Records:
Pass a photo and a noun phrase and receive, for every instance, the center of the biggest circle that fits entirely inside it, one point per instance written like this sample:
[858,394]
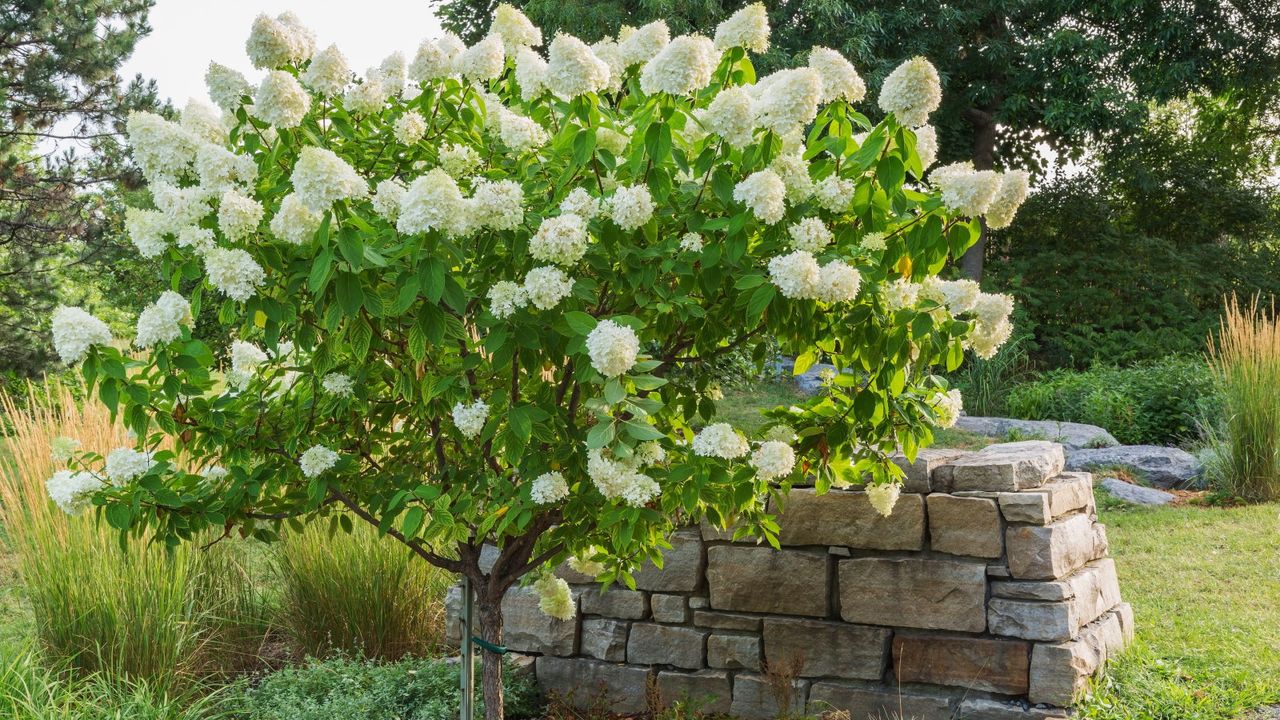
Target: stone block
[1008,466]
[667,645]
[726,620]
[988,709]
[616,602]
[1065,493]
[1060,671]
[762,579]
[927,461]
[528,629]
[827,650]
[681,565]
[979,664]
[584,682]
[845,518]
[1055,550]
[734,651]
[604,638]
[965,525]
[670,607]
[755,700]
[863,702]
[707,691]
[936,595]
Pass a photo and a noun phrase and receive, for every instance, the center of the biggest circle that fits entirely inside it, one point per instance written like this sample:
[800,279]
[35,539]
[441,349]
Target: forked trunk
[490,630]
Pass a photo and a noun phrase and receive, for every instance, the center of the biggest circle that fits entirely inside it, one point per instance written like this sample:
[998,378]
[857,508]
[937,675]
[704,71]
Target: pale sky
[186,36]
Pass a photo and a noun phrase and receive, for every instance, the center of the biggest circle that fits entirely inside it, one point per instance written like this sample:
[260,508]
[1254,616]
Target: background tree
[1018,77]
[503,343]
[62,163]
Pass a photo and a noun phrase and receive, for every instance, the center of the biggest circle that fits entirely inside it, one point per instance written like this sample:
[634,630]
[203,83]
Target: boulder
[1137,495]
[1161,466]
[1072,436]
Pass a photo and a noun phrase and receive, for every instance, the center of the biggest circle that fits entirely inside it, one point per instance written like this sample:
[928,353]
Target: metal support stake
[466,705]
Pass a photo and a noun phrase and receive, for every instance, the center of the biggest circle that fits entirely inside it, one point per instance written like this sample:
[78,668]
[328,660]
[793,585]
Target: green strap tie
[489,646]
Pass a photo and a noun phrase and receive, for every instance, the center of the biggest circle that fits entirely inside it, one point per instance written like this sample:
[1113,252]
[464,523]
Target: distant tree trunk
[983,159]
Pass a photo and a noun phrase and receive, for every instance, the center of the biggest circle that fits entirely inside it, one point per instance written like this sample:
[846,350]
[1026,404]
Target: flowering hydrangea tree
[472,296]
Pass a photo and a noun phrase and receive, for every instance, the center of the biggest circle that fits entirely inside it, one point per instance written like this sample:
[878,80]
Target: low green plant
[359,595]
[1244,445]
[99,606]
[1160,402]
[344,687]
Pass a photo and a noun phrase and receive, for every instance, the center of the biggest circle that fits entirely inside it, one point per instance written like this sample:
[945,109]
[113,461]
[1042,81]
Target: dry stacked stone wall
[987,595]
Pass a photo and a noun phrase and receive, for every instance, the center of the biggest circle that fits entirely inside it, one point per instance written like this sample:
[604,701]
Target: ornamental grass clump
[526,286]
[135,611]
[1244,445]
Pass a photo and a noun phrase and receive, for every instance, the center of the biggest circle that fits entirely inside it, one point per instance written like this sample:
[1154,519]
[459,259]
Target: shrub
[135,611]
[1244,458]
[341,687]
[1157,402]
[359,595]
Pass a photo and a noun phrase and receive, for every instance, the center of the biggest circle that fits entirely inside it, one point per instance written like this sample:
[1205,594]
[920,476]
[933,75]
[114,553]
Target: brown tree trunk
[490,629]
[983,159]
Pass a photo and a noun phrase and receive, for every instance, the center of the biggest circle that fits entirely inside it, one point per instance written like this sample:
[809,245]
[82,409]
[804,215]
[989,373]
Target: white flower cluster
[554,597]
[720,440]
[612,347]
[338,383]
[73,492]
[76,331]
[764,194]
[912,92]
[621,479]
[561,240]
[947,408]
[316,460]
[126,464]
[161,320]
[631,206]
[773,459]
[548,488]
[470,419]
[748,28]
[883,497]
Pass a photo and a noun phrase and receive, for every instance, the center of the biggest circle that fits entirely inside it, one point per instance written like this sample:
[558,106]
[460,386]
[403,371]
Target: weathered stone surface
[1055,550]
[604,638]
[845,518]
[878,702]
[584,682]
[681,565]
[529,629]
[1068,492]
[726,620]
[981,664]
[616,602]
[1161,466]
[1070,434]
[1009,466]
[760,579]
[965,525]
[941,595]
[734,651]
[919,474]
[670,607]
[709,691]
[987,709]
[827,650]
[755,700]
[1060,671]
[1136,495]
[666,645]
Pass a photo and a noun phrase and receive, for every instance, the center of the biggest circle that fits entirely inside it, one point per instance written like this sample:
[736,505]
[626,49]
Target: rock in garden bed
[1156,465]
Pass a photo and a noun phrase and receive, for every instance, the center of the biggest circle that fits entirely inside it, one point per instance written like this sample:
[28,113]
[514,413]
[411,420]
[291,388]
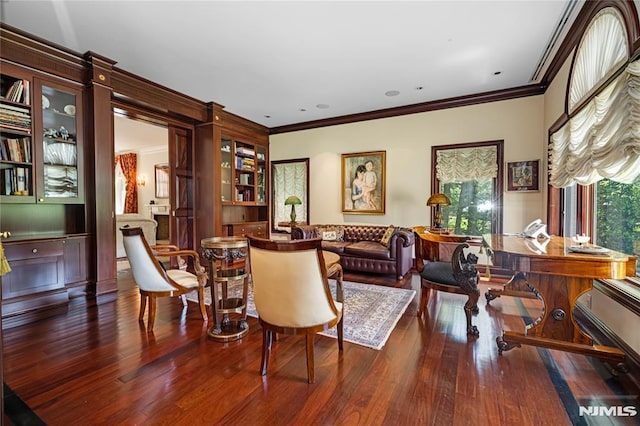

GIVEN REQUEST: State how many lines of the listing above contain the word "tree". Give only the number.

OUTPUT OF THE EXERCISE: 4